• _Exercise aim_
Could you copy, word for word, only the lines from the one containing "Find the parked" through the last line of the records below, both included?

(Image-grounded pointing data)
((

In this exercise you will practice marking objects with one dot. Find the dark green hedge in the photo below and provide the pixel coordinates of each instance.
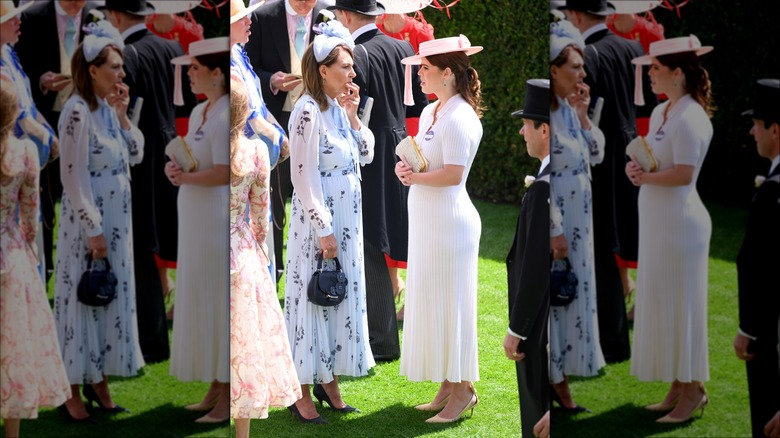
(745, 37)
(515, 36)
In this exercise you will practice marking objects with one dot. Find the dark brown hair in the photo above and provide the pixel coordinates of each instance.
(561, 59)
(312, 81)
(697, 80)
(219, 61)
(82, 80)
(466, 78)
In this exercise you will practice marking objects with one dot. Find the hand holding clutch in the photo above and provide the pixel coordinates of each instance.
(180, 151)
(640, 151)
(409, 149)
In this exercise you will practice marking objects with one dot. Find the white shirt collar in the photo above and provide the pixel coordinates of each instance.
(362, 30)
(594, 29)
(133, 29)
(58, 9)
(775, 162)
(545, 162)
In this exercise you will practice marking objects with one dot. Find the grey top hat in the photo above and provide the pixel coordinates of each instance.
(766, 98)
(595, 7)
(134, 7)
(537, 101)
(365, 7)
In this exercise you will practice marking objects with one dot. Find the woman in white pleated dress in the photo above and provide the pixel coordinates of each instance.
(440, 325)
(670, 323)
(201, 329)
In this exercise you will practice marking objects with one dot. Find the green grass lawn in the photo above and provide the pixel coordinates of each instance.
(387, 399)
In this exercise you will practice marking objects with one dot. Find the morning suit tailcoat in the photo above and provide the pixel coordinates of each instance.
(150, 76)
(528, 276)
(269, 52)
(759, 299)
(380, 75)
(39, 52)
(610, 75)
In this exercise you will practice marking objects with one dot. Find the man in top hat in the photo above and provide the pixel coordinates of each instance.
(50, 33)
(528, 266)
(150, 76)
(380, 75)
(281, 31)
(757, 262)
(610, 76)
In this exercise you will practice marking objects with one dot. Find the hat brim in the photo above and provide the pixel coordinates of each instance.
(417, 59)
(609, 10)
(540, 117)
(174, 6)
(405, 6)
(143, 13)
(245, 12)
(634, 6)
(15, 11)
(648, 59)
(380, 9)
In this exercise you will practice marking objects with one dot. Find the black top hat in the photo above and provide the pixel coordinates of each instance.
(765, 102)
(537, 101)
(365, 7)
(134, 7)
(595, 7)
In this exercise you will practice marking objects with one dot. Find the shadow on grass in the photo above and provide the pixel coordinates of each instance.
(630, 420)
(396, 420)
(163, 421)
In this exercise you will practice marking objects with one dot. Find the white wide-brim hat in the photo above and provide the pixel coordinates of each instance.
(660, 48)
(404, 6)
(203, 47)
(634, 6)
(9, 11)
(174, 6)
(239, 11)
(442, 45)
(197, 48)
(673, 45)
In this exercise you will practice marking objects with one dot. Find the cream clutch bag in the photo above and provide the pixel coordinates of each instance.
(409, 149)
(640, 151)
(180, 151)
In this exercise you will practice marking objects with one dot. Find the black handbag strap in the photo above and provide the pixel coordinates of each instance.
(89, 262)
(319, 263)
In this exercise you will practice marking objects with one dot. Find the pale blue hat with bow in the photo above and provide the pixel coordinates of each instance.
(331, 34)
(99, 35)
(562, 34)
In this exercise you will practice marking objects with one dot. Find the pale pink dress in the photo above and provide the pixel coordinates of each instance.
(261, 367)
(31, 369)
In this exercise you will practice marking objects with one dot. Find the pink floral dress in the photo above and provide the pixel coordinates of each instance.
(31, 369)
(261, 366)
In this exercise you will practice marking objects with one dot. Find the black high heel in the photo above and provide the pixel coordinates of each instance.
(575, 410)
(297, 414)
(66, 413)
(321, 395)
(91, 395)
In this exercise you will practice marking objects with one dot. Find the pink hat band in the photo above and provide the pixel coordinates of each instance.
(673, 45)
(442, 45)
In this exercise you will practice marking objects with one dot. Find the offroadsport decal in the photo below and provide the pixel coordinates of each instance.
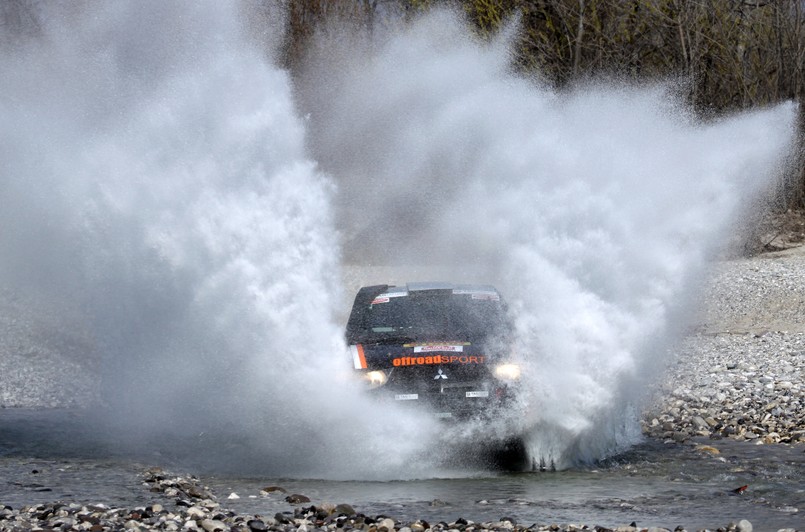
(442, 348)
(438, 359)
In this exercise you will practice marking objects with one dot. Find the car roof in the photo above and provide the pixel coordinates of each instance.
(438, 285)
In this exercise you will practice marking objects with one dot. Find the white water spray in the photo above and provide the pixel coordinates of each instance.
(155, 177)
(594, 210)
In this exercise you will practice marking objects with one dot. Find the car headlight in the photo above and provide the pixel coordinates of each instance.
(507, 372)
(375, 379)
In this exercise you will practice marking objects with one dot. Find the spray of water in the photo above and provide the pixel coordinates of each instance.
(594, 210)
(156, 178)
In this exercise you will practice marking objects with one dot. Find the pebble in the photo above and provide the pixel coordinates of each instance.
(739, 375)
(206, 517)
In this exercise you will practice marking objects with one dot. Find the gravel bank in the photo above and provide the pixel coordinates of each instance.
(740, 374)
(195, 508)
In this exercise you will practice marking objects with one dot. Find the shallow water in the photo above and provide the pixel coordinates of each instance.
(49, 455)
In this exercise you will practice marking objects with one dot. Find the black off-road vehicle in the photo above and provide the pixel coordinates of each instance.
(445, 347)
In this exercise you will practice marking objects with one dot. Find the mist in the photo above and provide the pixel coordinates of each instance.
(199, 210)
(596, 210)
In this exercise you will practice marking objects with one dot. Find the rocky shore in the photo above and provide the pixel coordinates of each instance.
(740, 374)
(195, 508)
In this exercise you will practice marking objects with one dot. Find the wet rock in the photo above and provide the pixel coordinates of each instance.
(256, 524)
(344, 509)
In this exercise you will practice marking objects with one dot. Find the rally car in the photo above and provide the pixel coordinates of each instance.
(444, 347)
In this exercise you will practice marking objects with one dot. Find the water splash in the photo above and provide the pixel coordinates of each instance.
(155, 177)
(595, 210)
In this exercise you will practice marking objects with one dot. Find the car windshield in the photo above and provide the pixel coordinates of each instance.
(428, 317)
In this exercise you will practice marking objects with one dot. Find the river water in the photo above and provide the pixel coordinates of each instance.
(52, 455)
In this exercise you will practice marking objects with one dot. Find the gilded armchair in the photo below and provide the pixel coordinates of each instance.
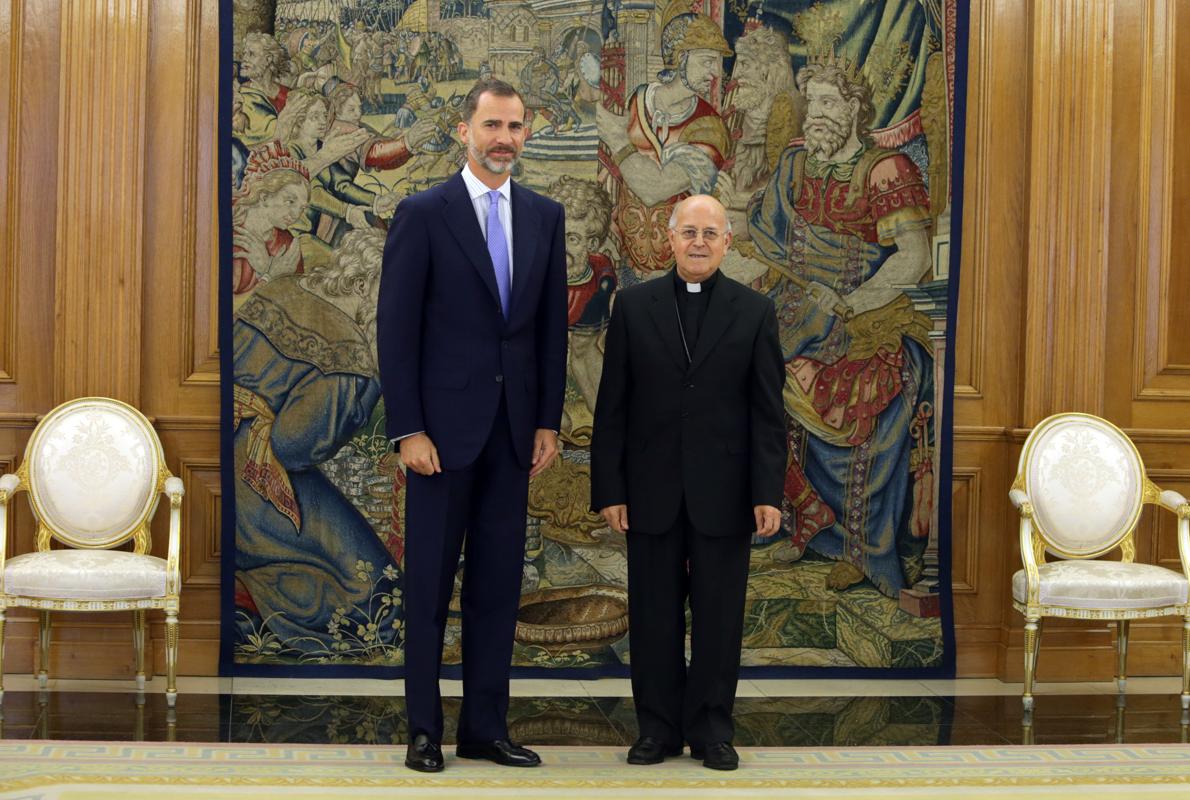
(1079, 489)
(94, 472)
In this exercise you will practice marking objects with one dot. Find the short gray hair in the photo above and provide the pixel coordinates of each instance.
(672, 223)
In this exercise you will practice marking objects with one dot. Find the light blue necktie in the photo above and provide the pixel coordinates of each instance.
(498, 248)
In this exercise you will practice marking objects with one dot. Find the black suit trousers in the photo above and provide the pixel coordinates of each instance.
(480, 511)
(675, 702)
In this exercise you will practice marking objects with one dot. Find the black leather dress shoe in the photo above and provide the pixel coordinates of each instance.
(647, 750)
(718, 755)
(424, 755)
(501, 751)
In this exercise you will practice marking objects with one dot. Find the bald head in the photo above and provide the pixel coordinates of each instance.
(695, 200)
(699, 233)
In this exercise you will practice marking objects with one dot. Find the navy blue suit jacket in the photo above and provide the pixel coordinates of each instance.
(445, 350)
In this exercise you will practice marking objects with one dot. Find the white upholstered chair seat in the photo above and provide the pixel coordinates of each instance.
(86, 575)
(1104, 586)
(94, 472)
(1079, 492)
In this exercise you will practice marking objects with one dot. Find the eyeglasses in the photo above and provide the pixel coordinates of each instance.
(709, 235)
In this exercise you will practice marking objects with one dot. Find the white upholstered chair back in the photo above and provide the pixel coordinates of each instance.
(94, 469)
(1085, 481)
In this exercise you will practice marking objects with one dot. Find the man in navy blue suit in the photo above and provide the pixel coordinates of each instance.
(471, 329)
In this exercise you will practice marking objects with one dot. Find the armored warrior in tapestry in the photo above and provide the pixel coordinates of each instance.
(826, 129)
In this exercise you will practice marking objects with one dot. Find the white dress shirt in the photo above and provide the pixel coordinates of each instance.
(482, 204)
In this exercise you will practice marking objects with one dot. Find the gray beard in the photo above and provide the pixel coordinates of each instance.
(824, 143)
(492, 166)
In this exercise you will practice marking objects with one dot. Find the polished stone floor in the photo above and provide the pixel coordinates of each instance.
(599, 713)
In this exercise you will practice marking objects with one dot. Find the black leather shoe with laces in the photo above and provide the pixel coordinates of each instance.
(424, 755)
(500, 751)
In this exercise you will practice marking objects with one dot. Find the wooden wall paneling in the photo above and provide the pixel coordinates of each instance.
(991, 287)
(180, 345)
(98, 272)
(989, 348)
(29, 158)
(1071, 52)
(181, 360)
(1151, 245)
(11, 58)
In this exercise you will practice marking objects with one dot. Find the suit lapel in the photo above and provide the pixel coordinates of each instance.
(663, 308)
(720, 316)
(465, 227)
(526, 229)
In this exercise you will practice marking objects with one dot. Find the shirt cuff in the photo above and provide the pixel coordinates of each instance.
(398, 438)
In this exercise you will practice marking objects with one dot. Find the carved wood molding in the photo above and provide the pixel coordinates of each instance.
(965, 545)
(1070, 137)
(200, 276)
(1158, 302)
(12, 26)
(99, 266)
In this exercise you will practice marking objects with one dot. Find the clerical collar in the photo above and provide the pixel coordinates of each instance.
(695, 288)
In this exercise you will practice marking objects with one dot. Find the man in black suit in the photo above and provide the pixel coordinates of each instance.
(471, 338)
(689, 445)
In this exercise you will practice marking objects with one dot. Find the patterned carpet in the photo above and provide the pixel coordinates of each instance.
(81, 770)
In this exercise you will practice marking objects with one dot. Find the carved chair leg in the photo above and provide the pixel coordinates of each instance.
(1121, 654)
(1032, 639)
(43, 638)
(138, 647)
(171, 657)
(1, 652)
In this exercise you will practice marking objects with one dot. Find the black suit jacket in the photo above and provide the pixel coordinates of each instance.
(712, 431)
(445, 351)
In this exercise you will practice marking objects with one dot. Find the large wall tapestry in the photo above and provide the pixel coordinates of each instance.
(334, 110)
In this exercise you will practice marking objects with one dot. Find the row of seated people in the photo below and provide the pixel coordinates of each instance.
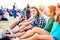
(30, 29)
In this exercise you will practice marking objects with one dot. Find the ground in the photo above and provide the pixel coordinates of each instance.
(7, 24)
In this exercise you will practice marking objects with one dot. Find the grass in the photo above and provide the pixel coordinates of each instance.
(6, 24)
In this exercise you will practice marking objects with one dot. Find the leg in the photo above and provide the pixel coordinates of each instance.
(35, 30)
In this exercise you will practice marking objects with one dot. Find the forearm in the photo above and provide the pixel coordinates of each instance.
(13, 25)
(26, 28)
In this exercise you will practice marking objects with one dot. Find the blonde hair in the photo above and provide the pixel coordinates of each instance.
(57, 18)
(52, 8)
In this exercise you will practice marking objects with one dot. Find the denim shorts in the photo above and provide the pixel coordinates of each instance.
(55, 38)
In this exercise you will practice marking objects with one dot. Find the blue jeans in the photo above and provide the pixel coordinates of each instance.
(55, 38)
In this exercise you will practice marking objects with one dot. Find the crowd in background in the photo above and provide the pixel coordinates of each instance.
(34, 23)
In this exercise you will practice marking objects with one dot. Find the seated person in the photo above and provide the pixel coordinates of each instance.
(47, 29)
(5, 15)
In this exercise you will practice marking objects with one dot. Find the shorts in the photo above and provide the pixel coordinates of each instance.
(55, 38)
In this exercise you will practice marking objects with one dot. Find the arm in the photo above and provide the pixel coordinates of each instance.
(55, 27)
(26, 22)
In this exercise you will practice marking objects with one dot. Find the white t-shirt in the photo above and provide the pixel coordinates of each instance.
(6, 15)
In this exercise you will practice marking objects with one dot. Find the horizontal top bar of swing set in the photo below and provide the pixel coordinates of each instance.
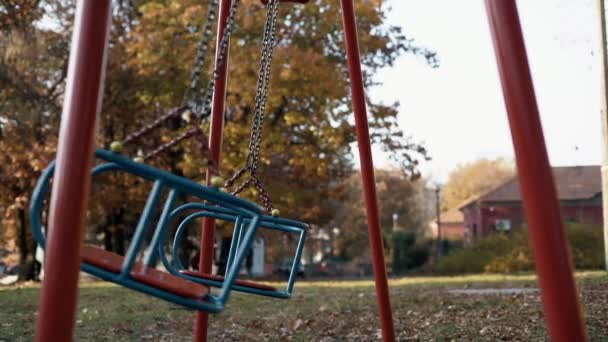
(294, 1)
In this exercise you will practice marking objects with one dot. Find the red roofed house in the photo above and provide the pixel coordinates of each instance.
(579, 190)
(452, 225)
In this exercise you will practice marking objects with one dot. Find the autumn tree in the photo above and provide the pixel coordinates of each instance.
(309, 127)
(473, 179)
(397, 194)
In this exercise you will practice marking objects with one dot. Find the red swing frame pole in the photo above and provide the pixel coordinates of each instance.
(215, 146)
(547, 235)
(72, 179)
(367, 169)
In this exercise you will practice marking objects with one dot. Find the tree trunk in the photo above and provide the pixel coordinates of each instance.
(26, 259)
(119, 232)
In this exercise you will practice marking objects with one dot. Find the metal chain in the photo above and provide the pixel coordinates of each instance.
(201, 108)
(262, 88)
(201, 53)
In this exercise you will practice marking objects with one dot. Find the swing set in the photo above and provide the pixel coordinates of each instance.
(70, 176)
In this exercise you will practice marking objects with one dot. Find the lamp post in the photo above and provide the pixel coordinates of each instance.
(438, 213)
(604, 119)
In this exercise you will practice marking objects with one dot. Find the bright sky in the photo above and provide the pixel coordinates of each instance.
(458, 111)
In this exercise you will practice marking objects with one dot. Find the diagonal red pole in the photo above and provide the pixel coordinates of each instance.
(547, 235)
(215, 146)
(72, 175)
(367, 169)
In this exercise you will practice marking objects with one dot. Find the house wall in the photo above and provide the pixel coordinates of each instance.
(484, 216)
(452, 230)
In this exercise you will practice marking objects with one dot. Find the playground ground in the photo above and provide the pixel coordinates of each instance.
(507, 308)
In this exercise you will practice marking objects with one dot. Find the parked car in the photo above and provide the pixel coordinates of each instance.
(284, 268)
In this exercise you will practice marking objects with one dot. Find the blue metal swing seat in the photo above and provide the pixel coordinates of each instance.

))

• _Solved exercise_
In this exercise you will practice marking objects with one dot. Find the parked car in the photo above and provide the pixel coordinates of each instance.
(284, 268)
In this exercise you will practice marking objects with one dot. Find the blue metal swing seat in the photo above and provide the pixel coordinates of each instance.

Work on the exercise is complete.